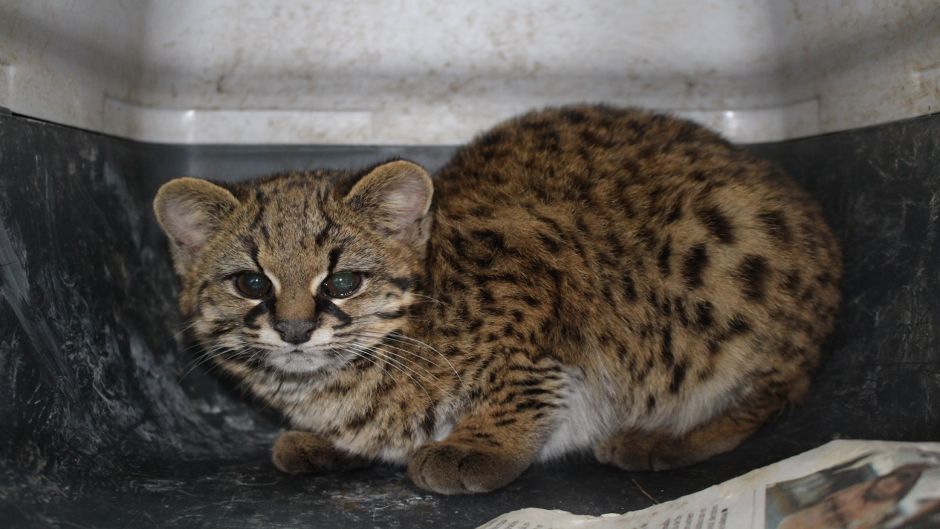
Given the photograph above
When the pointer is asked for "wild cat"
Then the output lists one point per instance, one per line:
(585, 278)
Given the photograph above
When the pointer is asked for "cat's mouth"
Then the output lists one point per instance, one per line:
(297, 361)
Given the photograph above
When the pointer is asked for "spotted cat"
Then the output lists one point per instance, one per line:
(583, 278)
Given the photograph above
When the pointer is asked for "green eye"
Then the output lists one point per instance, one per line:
(342, 284)
(253, 285)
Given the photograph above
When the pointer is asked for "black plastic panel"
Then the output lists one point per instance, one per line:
(104, 425)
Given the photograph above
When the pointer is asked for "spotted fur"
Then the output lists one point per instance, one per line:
(585, 278)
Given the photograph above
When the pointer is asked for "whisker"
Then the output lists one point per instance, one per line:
(391, 362)
(404, 339)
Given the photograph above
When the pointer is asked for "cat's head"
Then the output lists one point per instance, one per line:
(298, 272)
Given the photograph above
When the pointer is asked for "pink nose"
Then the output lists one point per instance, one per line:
(294, 331)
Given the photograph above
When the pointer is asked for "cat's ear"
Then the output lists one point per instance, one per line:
(190, 210)
(396, 197)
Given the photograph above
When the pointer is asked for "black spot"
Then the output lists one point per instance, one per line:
(753, 272)
(668, 358)
(325, 306)
(662, 260)
(427, 423)
(647, 237)
(675, 213)
(550, 243)
(791, 281)
(717, 224)
(704, 311)
(679, 304)
(678, 376)
(334, 259)
(492, 239)
(616, 247)
(629, 287)
(775, 226)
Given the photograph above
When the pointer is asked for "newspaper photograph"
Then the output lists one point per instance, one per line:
(841, 485)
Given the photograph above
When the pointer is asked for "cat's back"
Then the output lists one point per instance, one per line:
(563, 154)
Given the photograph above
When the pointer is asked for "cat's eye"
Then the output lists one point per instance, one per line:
(253, 285)
(342, 284)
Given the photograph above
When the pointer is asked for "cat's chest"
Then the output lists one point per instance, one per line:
(388, 428)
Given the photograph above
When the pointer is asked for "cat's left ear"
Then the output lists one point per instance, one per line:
(396, 197)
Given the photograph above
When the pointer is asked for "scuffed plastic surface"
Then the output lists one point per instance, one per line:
(100, 427)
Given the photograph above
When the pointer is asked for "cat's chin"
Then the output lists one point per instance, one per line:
(299, 363)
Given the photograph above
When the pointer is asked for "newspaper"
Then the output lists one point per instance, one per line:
(843, 484)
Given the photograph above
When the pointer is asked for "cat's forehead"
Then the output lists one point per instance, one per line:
(297, 227)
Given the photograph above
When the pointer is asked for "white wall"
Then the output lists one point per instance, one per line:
(431, 72)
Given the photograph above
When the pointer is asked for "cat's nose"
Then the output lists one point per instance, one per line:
(294, 331)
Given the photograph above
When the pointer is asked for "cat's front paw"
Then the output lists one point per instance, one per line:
(297, 452)
(638, 450)
(451, 468)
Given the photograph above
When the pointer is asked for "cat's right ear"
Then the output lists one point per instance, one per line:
(190, 210)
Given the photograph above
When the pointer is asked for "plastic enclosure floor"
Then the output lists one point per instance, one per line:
(104, 427)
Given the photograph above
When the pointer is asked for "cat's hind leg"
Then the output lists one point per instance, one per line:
(634, 449)
(297, 452)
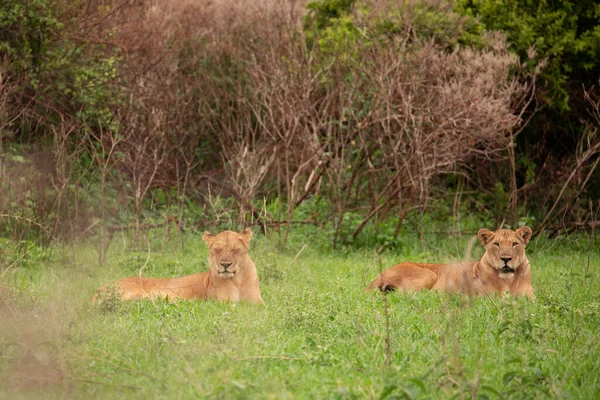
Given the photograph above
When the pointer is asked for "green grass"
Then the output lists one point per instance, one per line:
(317, 335)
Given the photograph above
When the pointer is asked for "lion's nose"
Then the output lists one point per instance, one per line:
(225, 265)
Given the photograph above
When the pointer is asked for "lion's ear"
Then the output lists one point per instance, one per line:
(525, 233)
(485, 235)
(208, 238)
(246, 235)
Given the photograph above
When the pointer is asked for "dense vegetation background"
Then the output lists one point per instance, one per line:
(383, 130)
(360, 113)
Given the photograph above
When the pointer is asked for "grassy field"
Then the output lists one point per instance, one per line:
(317, 335)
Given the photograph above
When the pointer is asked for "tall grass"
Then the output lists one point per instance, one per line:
(317, 335)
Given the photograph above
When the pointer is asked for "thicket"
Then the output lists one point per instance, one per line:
(116, 115)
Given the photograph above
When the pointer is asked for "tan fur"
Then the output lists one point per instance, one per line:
(232, 276)
(502, 268)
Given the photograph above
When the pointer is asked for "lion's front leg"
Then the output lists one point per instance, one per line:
(228, 294)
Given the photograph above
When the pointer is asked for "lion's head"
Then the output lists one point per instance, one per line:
(505, 249)
(228, 251)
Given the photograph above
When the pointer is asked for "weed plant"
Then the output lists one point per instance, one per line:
(317, 335)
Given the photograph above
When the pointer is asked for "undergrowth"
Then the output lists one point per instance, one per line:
(317, 335)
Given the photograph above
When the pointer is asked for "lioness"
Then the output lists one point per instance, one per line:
(502, 268)
(232, 275)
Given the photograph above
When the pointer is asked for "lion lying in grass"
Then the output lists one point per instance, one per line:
(502, 268)
(232, 276)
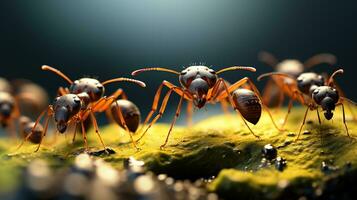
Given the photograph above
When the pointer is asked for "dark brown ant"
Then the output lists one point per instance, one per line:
(201, 85)
(272, 95)
(311, 90)
(82, 100)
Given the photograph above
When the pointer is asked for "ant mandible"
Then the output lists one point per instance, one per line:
(201, 85)
(84, 97)
(272, 95)
(311, 90)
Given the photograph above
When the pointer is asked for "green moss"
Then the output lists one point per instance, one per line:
(220, 142)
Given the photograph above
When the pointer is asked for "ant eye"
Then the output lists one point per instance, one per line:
(212, 71)
(183, 72)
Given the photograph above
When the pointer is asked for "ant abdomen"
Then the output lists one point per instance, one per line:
(248, 104)
(130, 112)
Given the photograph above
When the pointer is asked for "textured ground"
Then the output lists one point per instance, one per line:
(321, 163)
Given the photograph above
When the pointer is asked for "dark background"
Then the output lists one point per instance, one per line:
(108, 39)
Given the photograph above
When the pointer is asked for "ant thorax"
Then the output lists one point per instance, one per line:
(92, 87)
(327, 97)
(65, 107)
(290, 67)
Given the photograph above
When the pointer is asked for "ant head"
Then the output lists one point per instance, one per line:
(327, 97)
(198, 80)
(7, 103)
(91, 86)
(307, 82)
(65, 107)
(290, 67)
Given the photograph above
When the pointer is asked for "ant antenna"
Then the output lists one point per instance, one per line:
(56, 71)
(319, 59)
(154, 69)
(330, 80)
(274, 73)
(252, 69)
(140, 83)
(268, 58)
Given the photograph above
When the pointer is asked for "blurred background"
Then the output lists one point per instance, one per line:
(107, 39)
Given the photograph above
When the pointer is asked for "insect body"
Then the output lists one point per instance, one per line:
(81, 101)
(201, 85)
(272, 93)
(26, 125)
(313, 91)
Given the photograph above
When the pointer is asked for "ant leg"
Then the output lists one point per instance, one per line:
(177, 114)
(224, 106)
(161, 111)
(43, 134)
(157, 98)
(344, 118)
(12, 129)
(318, 114)
(36, 122)
(189, 113)
(349, 102)
(287, 114)
(281, 100)
(84, 135)
(303, 123)
(75, 132)
(267, 92)
(122, 120)
(96, 128)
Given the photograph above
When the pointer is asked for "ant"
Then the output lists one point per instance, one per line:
(201, 85)
(26, 128)
(311, 90)
(17, 98)
(272, 95)
(80, 101)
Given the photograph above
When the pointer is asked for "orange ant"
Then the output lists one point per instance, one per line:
(201, 85)
(75, 104)
(272, 95)
(311, 90)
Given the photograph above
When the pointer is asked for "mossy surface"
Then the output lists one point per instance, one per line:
(219, 146)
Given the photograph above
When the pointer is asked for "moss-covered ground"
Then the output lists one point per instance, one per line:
(220, 146)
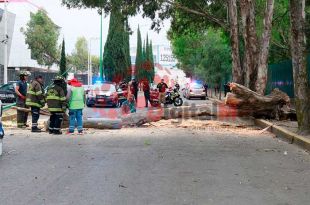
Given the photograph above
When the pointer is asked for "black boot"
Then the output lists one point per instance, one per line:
(35, 129)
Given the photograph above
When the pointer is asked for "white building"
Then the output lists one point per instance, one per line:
(19, 56)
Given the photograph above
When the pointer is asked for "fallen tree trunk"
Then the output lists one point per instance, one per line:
(138, 119)
(247, 102)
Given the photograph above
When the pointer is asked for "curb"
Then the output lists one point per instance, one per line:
(291, 137)
(9, 117)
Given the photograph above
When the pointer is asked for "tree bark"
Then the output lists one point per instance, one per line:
(247, 8)
(248, 102)
(298, 46)
(262, 70)
(237, 70)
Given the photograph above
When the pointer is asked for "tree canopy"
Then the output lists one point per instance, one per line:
(41, 37)
(79, 57)
(115, 58)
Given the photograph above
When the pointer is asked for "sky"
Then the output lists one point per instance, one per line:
(75, 23)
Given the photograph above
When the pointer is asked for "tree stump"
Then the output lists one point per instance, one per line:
(247, 102)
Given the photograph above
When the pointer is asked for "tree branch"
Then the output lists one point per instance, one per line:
(199, 13)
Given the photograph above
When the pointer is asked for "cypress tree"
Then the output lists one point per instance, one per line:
(139, 57)
(127, 50)
(63, 61)
(114, 57)
(152, 62)
(147, 63)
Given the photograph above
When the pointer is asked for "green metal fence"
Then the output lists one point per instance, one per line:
(281, 76)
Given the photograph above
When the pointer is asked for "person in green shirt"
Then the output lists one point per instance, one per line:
(76, 97)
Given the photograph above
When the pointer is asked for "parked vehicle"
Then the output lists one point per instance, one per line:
(122, 96)
(7, 92)
(173, 97)
(195, 90)
(154, 97)
(103, 94)
(1, 129)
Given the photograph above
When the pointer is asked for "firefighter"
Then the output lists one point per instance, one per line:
(21, 92)
(57, 105)
(35, 100)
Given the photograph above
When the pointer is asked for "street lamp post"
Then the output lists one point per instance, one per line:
(5, 62)
(90, 70)
(101, 57)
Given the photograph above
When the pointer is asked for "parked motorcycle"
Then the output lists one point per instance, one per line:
(174, 97)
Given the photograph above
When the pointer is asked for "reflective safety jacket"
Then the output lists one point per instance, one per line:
(35, 95)
(56, 99)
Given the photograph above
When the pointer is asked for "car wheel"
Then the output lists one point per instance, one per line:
(178, 102)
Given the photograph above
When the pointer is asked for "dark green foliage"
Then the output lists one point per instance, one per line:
(115, 57)
(63, 61)
(204, 56)
(79, 57)
(127, 50)
(41, 37)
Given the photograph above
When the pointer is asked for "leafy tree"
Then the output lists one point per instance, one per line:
(41, 37)
(299, 59)
(115, 57)
(209, 62)
(79, 57)
(63, 61)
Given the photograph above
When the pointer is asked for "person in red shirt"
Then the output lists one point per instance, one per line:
(162, 86)
(146, 90)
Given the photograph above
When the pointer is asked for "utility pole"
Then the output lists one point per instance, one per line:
(101, 54)
(5, 64)
(90, 69)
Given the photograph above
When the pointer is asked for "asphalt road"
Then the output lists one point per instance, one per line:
(108, 112)
(153, 166)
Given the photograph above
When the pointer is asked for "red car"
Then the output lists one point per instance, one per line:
(154, 97)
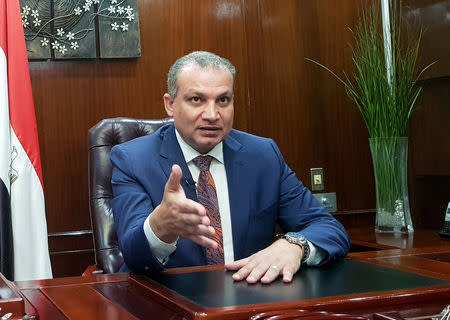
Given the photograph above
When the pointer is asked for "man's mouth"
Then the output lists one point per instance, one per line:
(209, 130)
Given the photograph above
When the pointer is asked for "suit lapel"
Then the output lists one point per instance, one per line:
(235, 165)
(170, 154)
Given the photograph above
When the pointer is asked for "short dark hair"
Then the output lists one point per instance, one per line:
(204, 59)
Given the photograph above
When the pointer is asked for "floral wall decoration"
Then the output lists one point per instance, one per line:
(81, 29)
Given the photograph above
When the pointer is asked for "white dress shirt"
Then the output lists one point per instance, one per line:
(163, 250)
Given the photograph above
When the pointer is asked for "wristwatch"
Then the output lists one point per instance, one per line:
(298, 239)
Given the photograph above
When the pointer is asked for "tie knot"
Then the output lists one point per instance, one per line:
(203, 162)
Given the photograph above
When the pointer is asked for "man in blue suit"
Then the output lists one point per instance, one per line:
(159, 220)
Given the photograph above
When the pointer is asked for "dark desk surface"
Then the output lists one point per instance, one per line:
(405, 283)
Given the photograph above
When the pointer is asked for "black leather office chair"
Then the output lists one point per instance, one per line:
(101, 138)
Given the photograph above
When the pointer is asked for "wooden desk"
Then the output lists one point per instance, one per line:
(375, 284)
(121, 296)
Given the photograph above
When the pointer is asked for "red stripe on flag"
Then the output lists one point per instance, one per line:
(21, 106)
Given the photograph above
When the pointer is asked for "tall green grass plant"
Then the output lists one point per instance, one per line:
(385, 97)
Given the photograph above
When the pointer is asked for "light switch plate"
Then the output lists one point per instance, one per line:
(317, 183)
(327, 200)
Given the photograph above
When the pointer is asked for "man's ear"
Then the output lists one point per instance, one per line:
(168, 104)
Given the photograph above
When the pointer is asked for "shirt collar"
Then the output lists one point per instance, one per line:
(190, 153)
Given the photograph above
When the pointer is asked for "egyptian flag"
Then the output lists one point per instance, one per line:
(22, 215)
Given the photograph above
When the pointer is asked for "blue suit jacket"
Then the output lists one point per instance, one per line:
(263, 191)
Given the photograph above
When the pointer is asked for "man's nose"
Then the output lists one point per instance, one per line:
(210, 112)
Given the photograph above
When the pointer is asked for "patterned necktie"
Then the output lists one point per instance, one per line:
(207, 196)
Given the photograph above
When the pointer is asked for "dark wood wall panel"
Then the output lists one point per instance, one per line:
(300, 105)
(279, 94)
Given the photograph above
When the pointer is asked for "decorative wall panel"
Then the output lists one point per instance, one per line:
(75, 29)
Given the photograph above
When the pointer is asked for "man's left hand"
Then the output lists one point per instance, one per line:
(280, 258)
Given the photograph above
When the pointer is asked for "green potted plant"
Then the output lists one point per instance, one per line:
(384, 88)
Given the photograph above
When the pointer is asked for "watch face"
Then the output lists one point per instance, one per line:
(296, 236)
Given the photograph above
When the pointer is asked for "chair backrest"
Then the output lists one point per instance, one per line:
(101, 138)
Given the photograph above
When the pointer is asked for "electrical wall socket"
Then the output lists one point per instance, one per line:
(327, 200)
(317, 183)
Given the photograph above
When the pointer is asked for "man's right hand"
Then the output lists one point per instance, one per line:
(178, 216)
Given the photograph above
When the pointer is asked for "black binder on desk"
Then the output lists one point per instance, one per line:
(215, 295)
(214, 289)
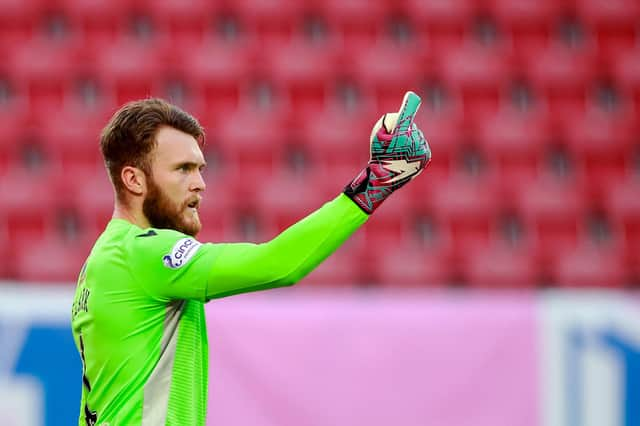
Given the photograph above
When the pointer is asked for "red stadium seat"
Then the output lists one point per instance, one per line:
(516, 143)
(468, 207)
(19, 20)
(443, 23)
(219, 72)
(268, 21)
(100, 19)
(589, 266)
(346, 267)
(603, 143)
(183, 23)
(553, 211)
(287, 198)
(623, 205)
(529, 23)
(355, 21)
(46, 70)
(93, 200)
(626, 71)
(480, 74)
(51, 260)
(501, 266)
(614, 22)
(410, 265)
(128, 69)
(71, 139)
(563, 76)
(387, 70)
(306, 71)
(29, 203)
(252, 142)
(339, 139)
(13, 130)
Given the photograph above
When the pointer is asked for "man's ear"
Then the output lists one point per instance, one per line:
(134, 180)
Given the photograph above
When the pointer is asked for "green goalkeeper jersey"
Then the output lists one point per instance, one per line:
(138, 313)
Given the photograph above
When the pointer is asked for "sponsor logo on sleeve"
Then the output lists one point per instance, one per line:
(181, 253)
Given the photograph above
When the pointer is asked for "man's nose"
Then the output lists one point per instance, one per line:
(198, 183)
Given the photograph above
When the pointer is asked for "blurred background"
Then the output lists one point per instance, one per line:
(532, 111)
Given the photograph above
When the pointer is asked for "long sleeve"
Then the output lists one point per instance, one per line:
(245, 267)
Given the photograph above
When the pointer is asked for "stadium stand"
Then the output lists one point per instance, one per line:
(532, 109)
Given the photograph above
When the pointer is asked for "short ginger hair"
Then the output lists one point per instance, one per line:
(130, 136)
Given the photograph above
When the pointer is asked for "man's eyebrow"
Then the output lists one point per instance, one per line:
(191, 164)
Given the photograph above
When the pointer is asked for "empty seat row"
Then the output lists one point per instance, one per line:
(407, 265)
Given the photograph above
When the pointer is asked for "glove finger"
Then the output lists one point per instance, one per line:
(407, 113)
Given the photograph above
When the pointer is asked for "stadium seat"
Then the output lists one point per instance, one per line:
(412, 265)
(183, 23)
(589, 266)
(614, 23)
(528, 23)
(100, 19)
(623, 205)
(128, 69)
(553, 211)
(626, 70)
(220, 72)
(29, 203)
(344, 268)
(468, 207)
(253, 143)
(286, 198)
(501, 266)
(46, 70)
(13, 130)
(20, 20)
(51, 260)
(480, 74)
(515, 143)
(93, 201)
(71, 138)
(354, 21)
(562, 75)
(266, 22)
(339, 139)
(305, 71)
(603, 143)
(387, 79)
(443, 23)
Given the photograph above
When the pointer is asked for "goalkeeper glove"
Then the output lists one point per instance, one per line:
(398, 153)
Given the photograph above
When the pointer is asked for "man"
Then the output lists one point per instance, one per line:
(138, 314)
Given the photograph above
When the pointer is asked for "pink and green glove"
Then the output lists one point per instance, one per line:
(399, 152)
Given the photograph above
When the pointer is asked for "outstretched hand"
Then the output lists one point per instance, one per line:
(398, 153)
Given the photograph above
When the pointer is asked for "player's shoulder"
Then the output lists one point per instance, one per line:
(170, 245)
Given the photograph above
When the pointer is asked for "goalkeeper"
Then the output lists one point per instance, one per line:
(138, 313)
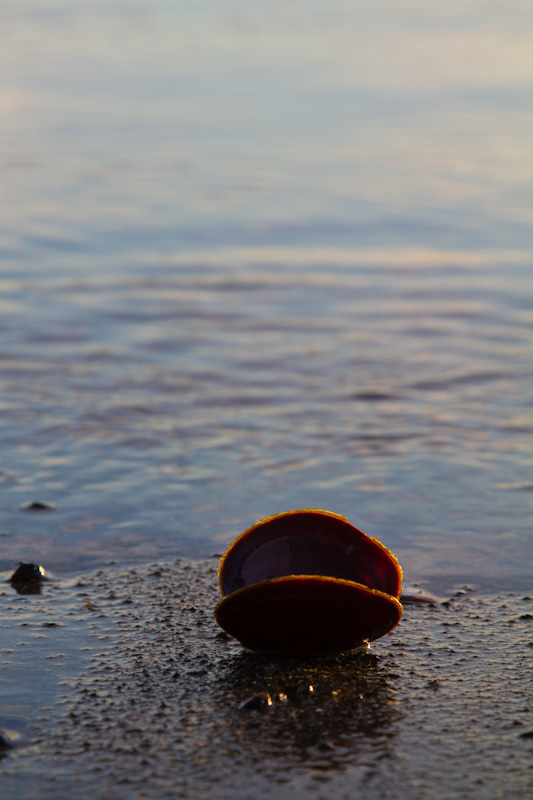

──────────

● **What is being asked**
Copy each line of the listing that contains "wall".

● **The answer**
When the pointer is asked for "white wall"
When the pointer is asked for "floral wall decoration"
When the pointer is asked for "dark wood wall panel"
When the pointer is asked for "decorative wall panel"
When the pointer is asked for "electrical wall socket"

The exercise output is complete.